Text passage -
On May 20, 2015, Human Rights Watch sent this letter to the House Oversight and Government Reform Committee for its hearing "Ensuring Transparency through the Freedom of Information Act (FOIA)," on June 2, 2015, to detail the many recent problems we've encountered attempting to use FOIA in our research gathering.

May 20, 2015

The Honorable Jason Chaffetz, Chairman
Committee on Oversight and Government Reform
United States House of Representatives
2157 Rayburn House Office Building
Washington, DC 20515

The Honorable Elijah Cummings, Ranking Member
Committee on Oversight and Government Reform
United States House of Representatives
2157 Rayburn House Office Building
Washington, DC 20515

RE: Freedom of Information Act requests by Human Rights Watch

Dear Chairman Chaffetz and Ranking Member Cummings,

The US Freedom of Information Act (FOIA) is a critical instrument to ensure accountable government and make effective the American people's right to know information of public interest. At Human Rights Watch, we rely on the law as an essential tool to help document potential rights abuses by US agencies, as we did in our reports on the use of far and frequent detention transfers within the immigration system and the impact of US border prosecutions. However, as the Oversight Committee is aware, we are witnessing what the Associated Press has recently described as a procedural and substantive breakdown of the system. Our own recent experience using FOIA is unfortunately consistent with the Associated Press's accounts of government agencies denying requests, delaying responses, charging exorbitant fees, censoring responses and generally obfuscating records requests at unprecedented levels.

A partial list of the problems we have encountered in using FOIA includes:

Unreasonable delays

It is not uncommon for us to wait nearly a year for an initial response to a FOIA request. In our worst horror stories, the government simply refuses to provide information, or provides unresponsive information, and the resolution of a FOIA request drags on for many years. For example, the Bureau of Prisons (BOP) stalled for 18 months and ultimately provided no responsive information to a FOIA request we filed in August 2012 on the numbers of people in federal prison charged or convicted of terrorism-related offenses and their conditions of confinement. Only after Human Rights Watch filed a lawsuit and the BOP was instructed by a federal judge to provide information did it begin to produce a portion of the requested information. However, even after negotiations in which BOP agreed to produce responsive information, the agency's redactions were so extensive as to make some of the information meaningless. A hearing on the litigation is scheduled for this June.

We are also currently appealing a FOIA denial from Immigrations and Customs Enforcement (ICE) for a request filed nearly three years ago (July 2012) regarding the immigration status and criminal history of deported non-citizens.

The agencies in question have offered little justification for these delays, which can significantly undermine the potential impact of the data in our work, as the information can become so outdated as to be useless.

Dataset rows -
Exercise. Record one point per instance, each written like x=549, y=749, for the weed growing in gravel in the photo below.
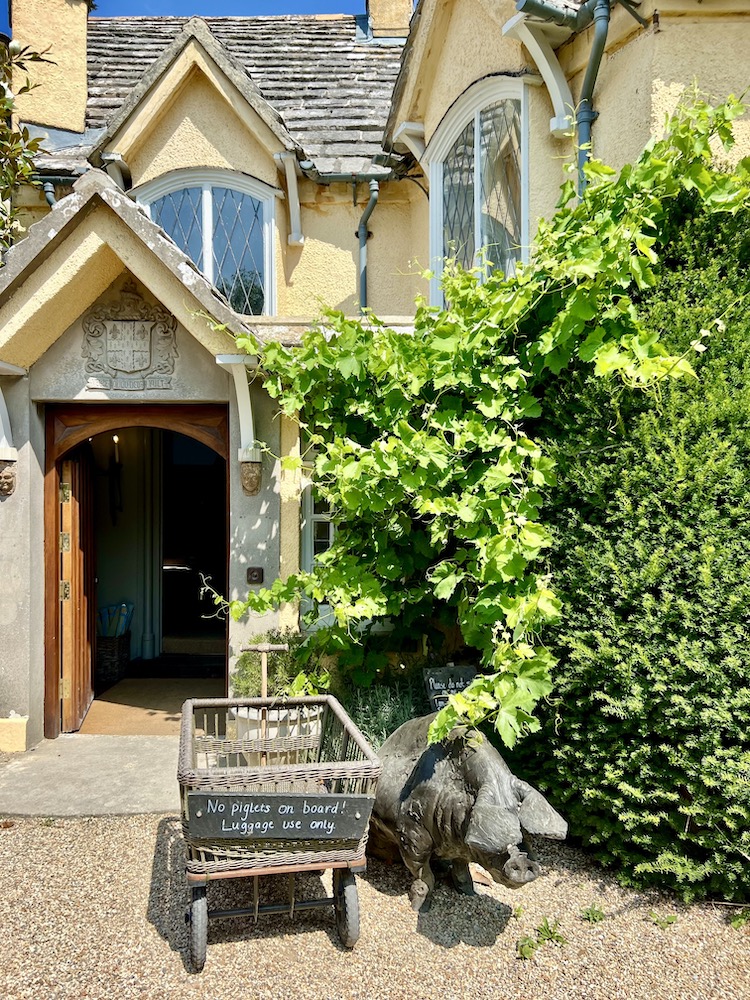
x=662, y=922
x=526, y=946
x=546, y=931
x=593, y=914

Given problem 1 - According to the FOIA letter, how long did the Bureau of Prisons stall on the request Human Rights Watch filed in August 2012?
Given problem 2 - Write out the FOIA letter's text between "We are also" and "to be useless.", inclusive.

Solution 1 - 18 months

Solution 2 -
We are also currently appealing a FOIA denial from Immigrations and Customs Enforcement (ICE) for a request filed nearly three years ago (July 2012) regarding the immigration status and criminal history of deported non-citizens.

The agencies in question have offered little justification for these delays, which can significantly undermine the potential impact of the data in our work, as the information can become so outdated as to be useless.